What is expected. Translate this sentence from the report on mental health care in Colorado into Spanish: "One of the biggest problems Mental Health Colorado sees is the shortage of psychiatrists and high level specialists in behavioral health."

Extract.
COLORADO, USA — No mother imagines spending days looking for her son on Colfax Avenue in Denver, but it's become Sandra Sharp's reality since her 28-year-old son Drew had his first psychotic break about 10 years ago.
“Most recently when he was willing to go into a program, there were no beds," said Sharp. "And so there wasn’t an option, and since that time, he’s been homeless and his situation has worsened."
On Wednesday, the yearly Mental Health in America Report came out that ranks states access to and quality of care.
The data is from 2017 and 2018, so it does not include the pandemic, but the report ranks Colorado last for care and access for adults.
Sharp is not surprised.
“I am not a trained psychologist; I am not a trained psychiatrist," she said. "He needs that care. And without that care, it’s just like someone with cancer who is not allowed to see an oncologist and instead is seeing a pediatrician – or instead is seeing a medical assistant.”
The CEO and President of Mental Health Colorado looks at the national rankings every year, and while Vincent Atchity said this data "does not reflect the experience that we've had these past 19 months," he knows mental health care and access to it is still in crisis.
"Family after family discover to their great dismay that wow it’s close to impossible to get timely quality care for someone you love," said Atchity.
He said while Colorado has consistently ranked in the lower third of this national report, changes have been made on the legislative level that have not been implemented yet.
The national report does show Colorado improving when it comes to a greater access to care for youth, but Atchity said "that is pre-pandemic data and I would say a blip that is not representative of where we are right now."
He pointed to Children's Hospital Colorado declaring a 'State of Emergency' for youth mental health in May of this year.
Last week, several American pediatrics associations declared a national state of emergency for children's mental health.
“One of the things that we’re most concerned about are the rate of suicide in the state of Colorado," he said. "We’re one of the top ranked states for both adults and youth. We’re also one of the top ranked states when it comes to opioid use and opioid related overdose deaths."
One of the biggest problems Mental Health Colorado sees is the shortage of psychiatrists and high level specialists in behavioral health.
According to a recent Department of Health and Human Services report, just 34.69% of Colorado's mental health care needs are being met.
Atchity said he can't see a pathway out of that right now.
Colorado did receive $450 million from the America Rescue Act that they will allocate to behavioral health, and while Atchity is the chair of the taskforce that will make recommendations on how it's spent, money can't solve every issue.
"The challenge is money can build space and retrofit space but money doesn’t make healthcare providers appear out of thin air," he said. "So I’m not entirely sure what we’re going to do about this workforce issue right now."
Atchity said the state needs to think beyond normal solutions and reserve access for formal care to people with serious conditions.
Without enough professionals, he said people can take steps in their own lives to check in on each other.
"Making peers more readily available through clinical settings is a pathway forward, but beyond that, peers in a more generic sense – that is who we are to each other," he said. "And the way we are able to recognize each other’s needs and be more effective in supporting each other’s well being, that’s what we’re really going to have to fall back on."

Source material.
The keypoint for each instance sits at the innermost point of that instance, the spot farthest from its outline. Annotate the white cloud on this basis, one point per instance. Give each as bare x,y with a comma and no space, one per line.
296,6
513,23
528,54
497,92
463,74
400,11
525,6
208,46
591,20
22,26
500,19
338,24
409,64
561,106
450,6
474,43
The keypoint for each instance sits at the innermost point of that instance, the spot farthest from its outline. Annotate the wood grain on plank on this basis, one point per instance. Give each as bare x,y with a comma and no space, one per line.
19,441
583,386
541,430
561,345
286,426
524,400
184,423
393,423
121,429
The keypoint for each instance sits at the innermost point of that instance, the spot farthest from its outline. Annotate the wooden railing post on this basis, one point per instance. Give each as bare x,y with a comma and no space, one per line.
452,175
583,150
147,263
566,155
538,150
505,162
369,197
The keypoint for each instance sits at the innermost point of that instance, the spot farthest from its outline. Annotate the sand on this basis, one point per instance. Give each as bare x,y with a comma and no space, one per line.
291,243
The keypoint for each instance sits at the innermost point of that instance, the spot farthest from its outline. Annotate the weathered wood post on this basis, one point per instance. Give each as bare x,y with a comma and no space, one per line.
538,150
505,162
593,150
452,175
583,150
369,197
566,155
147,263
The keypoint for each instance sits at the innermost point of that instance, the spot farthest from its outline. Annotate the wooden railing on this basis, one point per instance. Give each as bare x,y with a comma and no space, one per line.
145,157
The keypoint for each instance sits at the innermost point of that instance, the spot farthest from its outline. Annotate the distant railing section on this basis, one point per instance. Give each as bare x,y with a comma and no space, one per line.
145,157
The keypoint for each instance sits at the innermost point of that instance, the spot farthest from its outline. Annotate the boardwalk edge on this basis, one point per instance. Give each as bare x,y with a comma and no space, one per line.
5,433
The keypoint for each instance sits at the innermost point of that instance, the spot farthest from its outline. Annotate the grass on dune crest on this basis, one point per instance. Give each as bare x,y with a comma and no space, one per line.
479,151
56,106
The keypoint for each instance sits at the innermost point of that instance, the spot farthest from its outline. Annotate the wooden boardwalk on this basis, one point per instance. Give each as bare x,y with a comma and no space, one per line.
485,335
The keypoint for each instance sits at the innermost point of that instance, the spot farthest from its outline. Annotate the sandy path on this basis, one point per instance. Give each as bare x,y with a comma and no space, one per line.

Written response. Uno de los mayores problemas que observa Mental Health Colorado es la escasez de psiquiatras y de especialistas de alto nivel en salud conductual.